Required actions:
1/ Please quote the Berkshire forum posts word for word, starting at "Posts selected for" and ending at "invested in Berkshire.".
2/ In the Berkshire forum posts, since what year has Berkshire not traded at this big a discount to its "optimistic" valuation?

Document passage:
+ + + +

Posts selected for this feature rarely stand alone. They are usually a part of an ongoing thread, and are out of context when presented here. The material should be read in that light. How are these posts selected? Click here to find out and nominate a post yourself!

1) I think it is a tie between mungofith and danquisenberry for best market timing of Berkshire's stock. I didn't sell anything at the top in any taxable accounts. But, I have bought a lot of stock since we broke below $3850. I tend to also agree with mungofitch that Berkshire at these prices is very attractive and I once again have the bulk of my net worth invested in Berkshire.

2) Using the intrinsivaluator (in the way that mungofitch has described) as a steady measure of relative -- if not absolute -- value is useful. As an interesting exercise, Berkshire has not traded at this big a discount to its "optimistic" valuation since 1987. Yes, I know, I know...the optimistic setting is crazy, etc., etc. I'm in the camp that thinks someday -- like after a decade where stocks have actually gone up -- Berkshire will touch the optimistic mark on the intrinsivaluator. At its optimistic value, Berkshire wouldn't be attractive to those who know how to value it, I guess. But, it will probably touch that valuation again (say, during a sustained bull market), as it has in the past. I wouldn't count on it but I wouldn't bet against it. If Wrigley's is worth 30x earnings to Mars, it doesn't seem crazy that a truly great company can be expected to occasionally be very optimistically priced.

+ + + +

Recorded information:

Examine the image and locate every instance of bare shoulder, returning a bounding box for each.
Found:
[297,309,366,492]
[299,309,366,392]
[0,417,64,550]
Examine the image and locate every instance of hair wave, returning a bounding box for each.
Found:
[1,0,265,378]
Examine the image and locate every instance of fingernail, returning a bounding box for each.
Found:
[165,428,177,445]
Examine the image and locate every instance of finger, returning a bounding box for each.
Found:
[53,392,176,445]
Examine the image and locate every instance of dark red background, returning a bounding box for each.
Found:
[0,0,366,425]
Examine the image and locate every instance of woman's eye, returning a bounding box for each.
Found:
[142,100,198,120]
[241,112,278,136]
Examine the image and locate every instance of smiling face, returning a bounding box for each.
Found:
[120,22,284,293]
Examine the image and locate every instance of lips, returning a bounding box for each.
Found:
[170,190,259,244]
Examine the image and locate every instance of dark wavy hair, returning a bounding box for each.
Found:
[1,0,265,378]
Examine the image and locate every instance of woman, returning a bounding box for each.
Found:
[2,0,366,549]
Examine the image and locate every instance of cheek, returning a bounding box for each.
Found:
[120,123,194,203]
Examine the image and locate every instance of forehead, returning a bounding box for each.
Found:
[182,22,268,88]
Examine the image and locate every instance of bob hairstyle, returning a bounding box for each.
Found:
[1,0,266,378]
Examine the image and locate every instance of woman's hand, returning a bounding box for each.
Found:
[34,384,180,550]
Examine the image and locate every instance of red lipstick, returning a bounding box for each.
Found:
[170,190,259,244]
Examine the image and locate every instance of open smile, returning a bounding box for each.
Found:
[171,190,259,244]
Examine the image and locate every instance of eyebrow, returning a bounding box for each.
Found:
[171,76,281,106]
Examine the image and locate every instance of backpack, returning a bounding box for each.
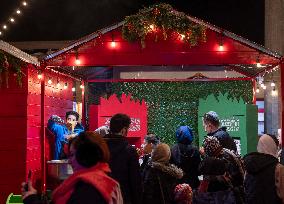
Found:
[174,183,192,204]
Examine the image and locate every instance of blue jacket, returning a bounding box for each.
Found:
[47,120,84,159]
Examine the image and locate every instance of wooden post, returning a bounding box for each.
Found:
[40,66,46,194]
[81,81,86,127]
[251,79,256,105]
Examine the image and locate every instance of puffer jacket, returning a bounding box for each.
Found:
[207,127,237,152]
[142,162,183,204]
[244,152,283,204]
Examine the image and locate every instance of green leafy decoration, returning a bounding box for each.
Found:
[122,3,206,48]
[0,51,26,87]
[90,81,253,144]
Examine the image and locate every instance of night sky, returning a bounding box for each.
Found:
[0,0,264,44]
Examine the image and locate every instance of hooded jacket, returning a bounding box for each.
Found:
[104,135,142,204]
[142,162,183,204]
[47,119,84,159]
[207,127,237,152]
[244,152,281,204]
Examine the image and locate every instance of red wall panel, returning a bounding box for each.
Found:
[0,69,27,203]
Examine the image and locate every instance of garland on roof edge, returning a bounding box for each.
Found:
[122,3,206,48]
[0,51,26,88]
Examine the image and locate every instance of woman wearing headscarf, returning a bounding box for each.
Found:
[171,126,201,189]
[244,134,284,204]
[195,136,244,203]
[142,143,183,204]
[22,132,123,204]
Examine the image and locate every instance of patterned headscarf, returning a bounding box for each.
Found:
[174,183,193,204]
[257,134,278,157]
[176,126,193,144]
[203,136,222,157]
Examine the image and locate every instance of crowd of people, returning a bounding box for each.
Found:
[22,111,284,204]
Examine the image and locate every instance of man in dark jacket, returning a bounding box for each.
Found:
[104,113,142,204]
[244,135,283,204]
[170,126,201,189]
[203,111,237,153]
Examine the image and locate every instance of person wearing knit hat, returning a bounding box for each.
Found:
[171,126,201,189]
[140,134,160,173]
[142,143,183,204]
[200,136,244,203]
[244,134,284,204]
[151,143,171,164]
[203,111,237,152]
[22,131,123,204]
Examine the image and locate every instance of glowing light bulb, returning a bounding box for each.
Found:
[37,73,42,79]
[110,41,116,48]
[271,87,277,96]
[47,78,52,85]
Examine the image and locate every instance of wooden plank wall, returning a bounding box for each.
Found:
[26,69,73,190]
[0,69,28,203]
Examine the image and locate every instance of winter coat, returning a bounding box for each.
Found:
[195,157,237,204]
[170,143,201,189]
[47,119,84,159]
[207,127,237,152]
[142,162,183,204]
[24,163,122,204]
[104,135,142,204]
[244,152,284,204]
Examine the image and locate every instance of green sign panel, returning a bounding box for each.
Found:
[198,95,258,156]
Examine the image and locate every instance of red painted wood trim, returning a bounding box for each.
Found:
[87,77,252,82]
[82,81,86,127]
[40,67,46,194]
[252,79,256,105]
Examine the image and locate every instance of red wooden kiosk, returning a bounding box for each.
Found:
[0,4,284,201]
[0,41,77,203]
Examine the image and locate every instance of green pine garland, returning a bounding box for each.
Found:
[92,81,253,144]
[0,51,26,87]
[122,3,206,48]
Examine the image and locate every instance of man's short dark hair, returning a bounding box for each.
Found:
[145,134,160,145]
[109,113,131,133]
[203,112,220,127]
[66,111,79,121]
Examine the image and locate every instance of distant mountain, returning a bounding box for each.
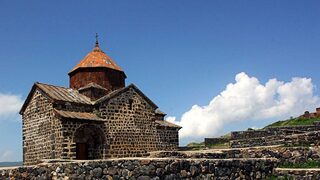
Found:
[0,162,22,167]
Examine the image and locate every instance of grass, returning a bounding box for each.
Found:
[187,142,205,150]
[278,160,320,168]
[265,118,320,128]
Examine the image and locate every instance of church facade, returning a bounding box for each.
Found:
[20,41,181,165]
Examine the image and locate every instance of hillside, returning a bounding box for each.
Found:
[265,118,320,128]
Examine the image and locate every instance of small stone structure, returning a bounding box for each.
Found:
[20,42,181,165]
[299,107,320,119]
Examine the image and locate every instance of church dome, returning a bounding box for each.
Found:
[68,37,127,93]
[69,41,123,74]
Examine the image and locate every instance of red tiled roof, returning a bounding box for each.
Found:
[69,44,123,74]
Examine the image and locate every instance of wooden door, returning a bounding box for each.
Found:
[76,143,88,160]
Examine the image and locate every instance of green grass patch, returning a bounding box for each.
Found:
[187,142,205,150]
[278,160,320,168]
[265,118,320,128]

+ + + +

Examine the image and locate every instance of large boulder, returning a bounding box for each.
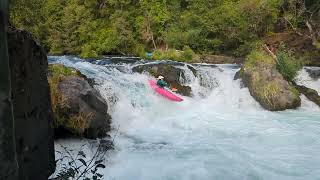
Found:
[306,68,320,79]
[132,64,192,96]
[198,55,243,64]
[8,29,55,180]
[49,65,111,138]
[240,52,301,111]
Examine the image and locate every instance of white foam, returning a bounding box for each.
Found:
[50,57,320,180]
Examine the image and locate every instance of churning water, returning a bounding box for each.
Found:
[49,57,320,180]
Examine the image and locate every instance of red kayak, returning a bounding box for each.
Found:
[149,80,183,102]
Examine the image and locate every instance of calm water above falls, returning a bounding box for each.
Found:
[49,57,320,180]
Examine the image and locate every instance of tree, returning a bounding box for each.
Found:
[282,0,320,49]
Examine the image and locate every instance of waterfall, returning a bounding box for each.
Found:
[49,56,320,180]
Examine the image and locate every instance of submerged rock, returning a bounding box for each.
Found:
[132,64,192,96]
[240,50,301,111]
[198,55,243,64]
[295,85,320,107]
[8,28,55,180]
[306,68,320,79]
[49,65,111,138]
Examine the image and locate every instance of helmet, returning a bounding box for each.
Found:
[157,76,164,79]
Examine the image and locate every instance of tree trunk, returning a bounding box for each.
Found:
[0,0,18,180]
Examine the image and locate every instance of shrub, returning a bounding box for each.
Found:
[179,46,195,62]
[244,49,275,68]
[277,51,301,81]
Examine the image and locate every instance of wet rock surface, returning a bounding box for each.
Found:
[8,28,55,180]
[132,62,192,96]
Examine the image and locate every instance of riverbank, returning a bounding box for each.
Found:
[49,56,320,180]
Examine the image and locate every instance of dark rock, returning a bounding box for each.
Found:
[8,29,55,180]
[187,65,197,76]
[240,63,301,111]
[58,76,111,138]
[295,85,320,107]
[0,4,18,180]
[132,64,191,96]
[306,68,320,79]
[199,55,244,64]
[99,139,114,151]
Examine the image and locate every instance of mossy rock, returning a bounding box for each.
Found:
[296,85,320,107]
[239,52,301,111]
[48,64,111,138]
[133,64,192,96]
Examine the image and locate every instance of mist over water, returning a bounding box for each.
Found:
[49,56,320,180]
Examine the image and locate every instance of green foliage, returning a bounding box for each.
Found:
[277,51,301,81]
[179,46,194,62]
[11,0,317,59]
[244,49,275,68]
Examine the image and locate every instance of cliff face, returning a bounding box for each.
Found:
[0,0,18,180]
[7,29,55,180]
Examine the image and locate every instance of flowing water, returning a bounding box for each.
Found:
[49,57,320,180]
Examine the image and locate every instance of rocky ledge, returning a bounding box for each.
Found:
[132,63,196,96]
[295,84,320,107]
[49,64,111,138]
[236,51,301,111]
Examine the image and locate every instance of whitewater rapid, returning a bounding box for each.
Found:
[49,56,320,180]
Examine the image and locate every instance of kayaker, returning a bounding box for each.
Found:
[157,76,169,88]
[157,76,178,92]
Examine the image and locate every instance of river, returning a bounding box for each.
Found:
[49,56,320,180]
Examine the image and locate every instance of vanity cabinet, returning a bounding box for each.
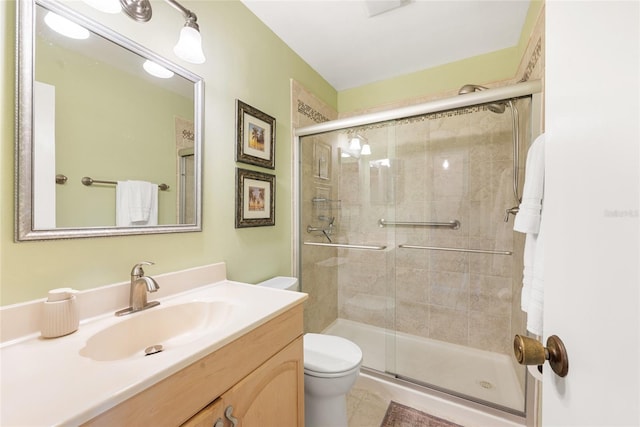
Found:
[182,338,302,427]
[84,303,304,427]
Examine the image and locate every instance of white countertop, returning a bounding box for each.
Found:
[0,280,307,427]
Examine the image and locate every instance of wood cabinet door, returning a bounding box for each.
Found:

+ + + +

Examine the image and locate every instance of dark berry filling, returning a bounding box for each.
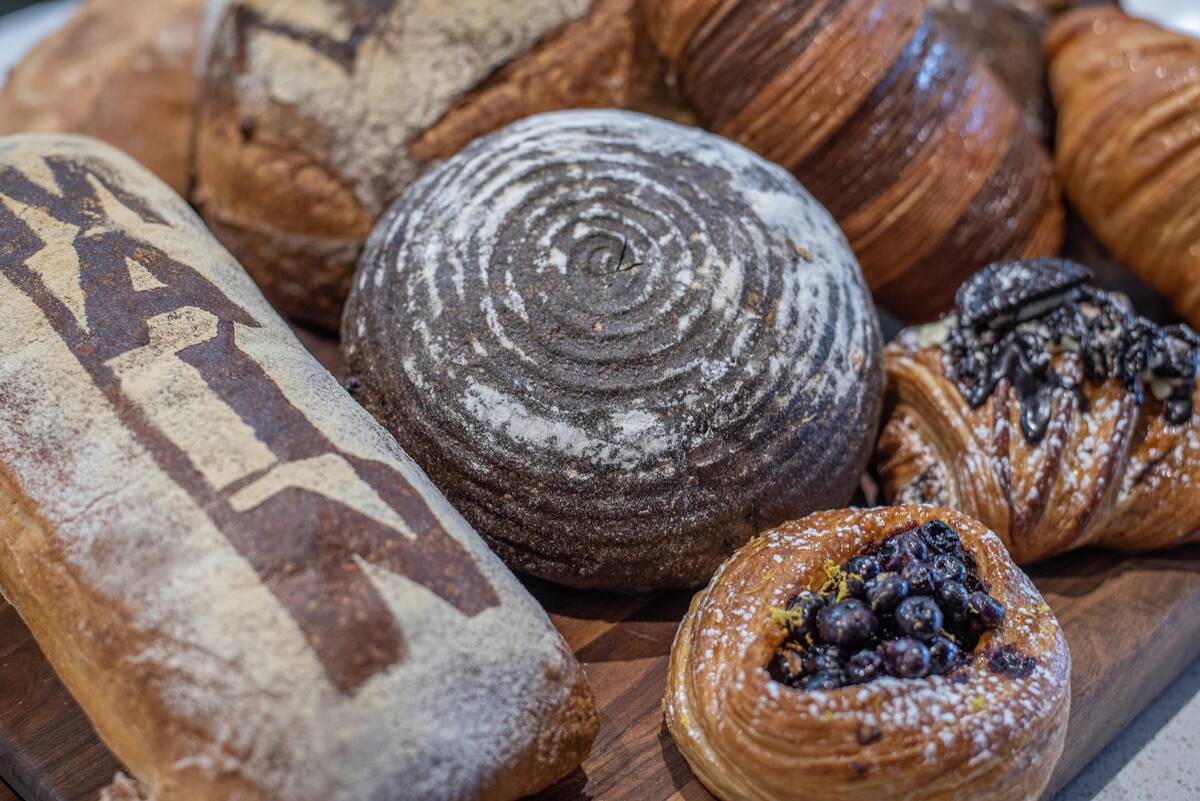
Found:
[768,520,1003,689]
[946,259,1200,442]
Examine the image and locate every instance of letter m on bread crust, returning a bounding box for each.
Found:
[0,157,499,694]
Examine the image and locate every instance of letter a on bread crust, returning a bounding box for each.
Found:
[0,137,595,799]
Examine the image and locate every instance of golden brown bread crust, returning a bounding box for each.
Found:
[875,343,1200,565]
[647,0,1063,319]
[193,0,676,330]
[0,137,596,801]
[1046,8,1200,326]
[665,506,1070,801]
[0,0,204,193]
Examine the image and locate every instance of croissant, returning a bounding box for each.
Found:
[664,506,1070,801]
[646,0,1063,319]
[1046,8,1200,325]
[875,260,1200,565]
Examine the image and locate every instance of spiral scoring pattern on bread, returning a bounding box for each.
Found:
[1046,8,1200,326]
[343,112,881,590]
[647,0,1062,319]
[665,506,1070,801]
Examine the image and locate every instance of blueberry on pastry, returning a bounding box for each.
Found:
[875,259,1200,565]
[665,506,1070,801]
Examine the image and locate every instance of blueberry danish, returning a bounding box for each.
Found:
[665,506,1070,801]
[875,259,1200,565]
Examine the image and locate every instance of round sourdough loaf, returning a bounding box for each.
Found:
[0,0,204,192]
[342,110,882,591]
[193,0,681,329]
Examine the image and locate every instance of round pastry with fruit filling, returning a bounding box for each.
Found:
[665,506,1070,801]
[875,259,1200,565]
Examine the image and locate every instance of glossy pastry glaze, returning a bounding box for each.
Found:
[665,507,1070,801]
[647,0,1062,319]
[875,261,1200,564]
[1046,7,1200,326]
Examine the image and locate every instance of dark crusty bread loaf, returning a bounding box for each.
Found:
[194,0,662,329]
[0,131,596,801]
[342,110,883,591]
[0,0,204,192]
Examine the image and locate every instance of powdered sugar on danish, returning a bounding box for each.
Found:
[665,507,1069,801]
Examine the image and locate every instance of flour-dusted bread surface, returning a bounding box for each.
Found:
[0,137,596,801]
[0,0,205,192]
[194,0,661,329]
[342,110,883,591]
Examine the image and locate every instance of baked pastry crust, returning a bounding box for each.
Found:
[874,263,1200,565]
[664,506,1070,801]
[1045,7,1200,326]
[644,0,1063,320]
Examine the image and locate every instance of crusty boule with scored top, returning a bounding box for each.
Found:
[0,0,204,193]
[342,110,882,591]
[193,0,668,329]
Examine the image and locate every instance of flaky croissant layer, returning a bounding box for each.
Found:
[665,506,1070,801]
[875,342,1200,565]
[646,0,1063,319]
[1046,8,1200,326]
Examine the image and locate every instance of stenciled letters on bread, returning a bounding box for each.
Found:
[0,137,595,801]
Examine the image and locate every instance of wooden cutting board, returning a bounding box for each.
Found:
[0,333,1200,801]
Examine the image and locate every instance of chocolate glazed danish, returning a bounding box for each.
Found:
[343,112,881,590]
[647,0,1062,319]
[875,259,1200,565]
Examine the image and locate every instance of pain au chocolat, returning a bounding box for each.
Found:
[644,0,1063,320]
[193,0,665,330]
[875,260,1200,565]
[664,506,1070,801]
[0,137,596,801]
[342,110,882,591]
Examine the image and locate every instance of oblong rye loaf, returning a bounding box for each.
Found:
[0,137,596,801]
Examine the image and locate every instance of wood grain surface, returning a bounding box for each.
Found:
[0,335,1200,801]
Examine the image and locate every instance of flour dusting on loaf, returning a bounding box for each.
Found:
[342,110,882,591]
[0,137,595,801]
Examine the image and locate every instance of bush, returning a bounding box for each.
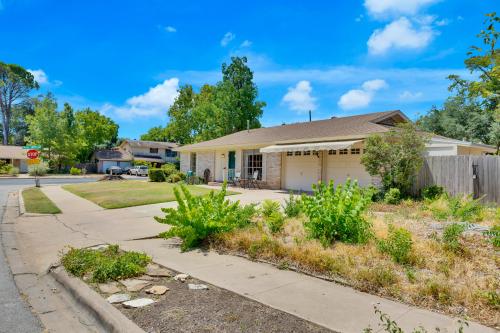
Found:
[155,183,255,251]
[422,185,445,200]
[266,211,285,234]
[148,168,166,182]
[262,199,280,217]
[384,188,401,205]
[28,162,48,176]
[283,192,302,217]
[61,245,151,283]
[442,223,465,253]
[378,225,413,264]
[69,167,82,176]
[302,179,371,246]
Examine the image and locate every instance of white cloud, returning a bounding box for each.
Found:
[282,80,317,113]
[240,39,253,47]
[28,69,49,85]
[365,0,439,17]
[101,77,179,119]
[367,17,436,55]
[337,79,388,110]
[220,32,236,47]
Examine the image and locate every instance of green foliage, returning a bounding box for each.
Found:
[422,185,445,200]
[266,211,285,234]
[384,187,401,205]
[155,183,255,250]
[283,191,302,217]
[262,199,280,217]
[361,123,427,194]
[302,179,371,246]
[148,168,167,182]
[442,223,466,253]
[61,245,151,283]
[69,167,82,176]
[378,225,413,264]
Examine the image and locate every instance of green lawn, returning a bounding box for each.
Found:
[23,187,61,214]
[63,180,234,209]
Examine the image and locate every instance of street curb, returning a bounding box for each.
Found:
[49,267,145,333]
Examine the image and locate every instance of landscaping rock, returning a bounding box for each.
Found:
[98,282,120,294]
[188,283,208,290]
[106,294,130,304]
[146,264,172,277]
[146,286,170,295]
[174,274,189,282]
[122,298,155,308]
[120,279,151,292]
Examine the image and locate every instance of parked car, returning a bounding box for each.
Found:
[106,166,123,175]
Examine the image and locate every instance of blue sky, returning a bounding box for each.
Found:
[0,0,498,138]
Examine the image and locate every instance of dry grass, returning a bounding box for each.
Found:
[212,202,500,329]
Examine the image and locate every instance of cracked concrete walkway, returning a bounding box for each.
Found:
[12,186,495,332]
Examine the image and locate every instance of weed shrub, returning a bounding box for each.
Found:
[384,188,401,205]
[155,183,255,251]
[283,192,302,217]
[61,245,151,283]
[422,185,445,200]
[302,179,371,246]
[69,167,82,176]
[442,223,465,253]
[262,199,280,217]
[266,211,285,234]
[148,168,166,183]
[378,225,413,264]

+ + + +

The replies:
1/
Posts selected for this feature rarely stand alone. They are usually a part of an ongoing thread, and are out of context when presented here. The material should be read in that light. How are these posts selected? Click here to find out and nominate a post yourself!

1) I think it is a tie between mungofith and danquisenberry for best market timing of Berkshire's stock. I didn't sell anything at the top in any taxable accounts. But, I have bought a lot of stock since we broke below $3850. I tend to also agree with mungofitch that Berkshire at these prices is very attractive and I once again have the bulk of my net worth invested in Berkshire.

2/ Since 1987.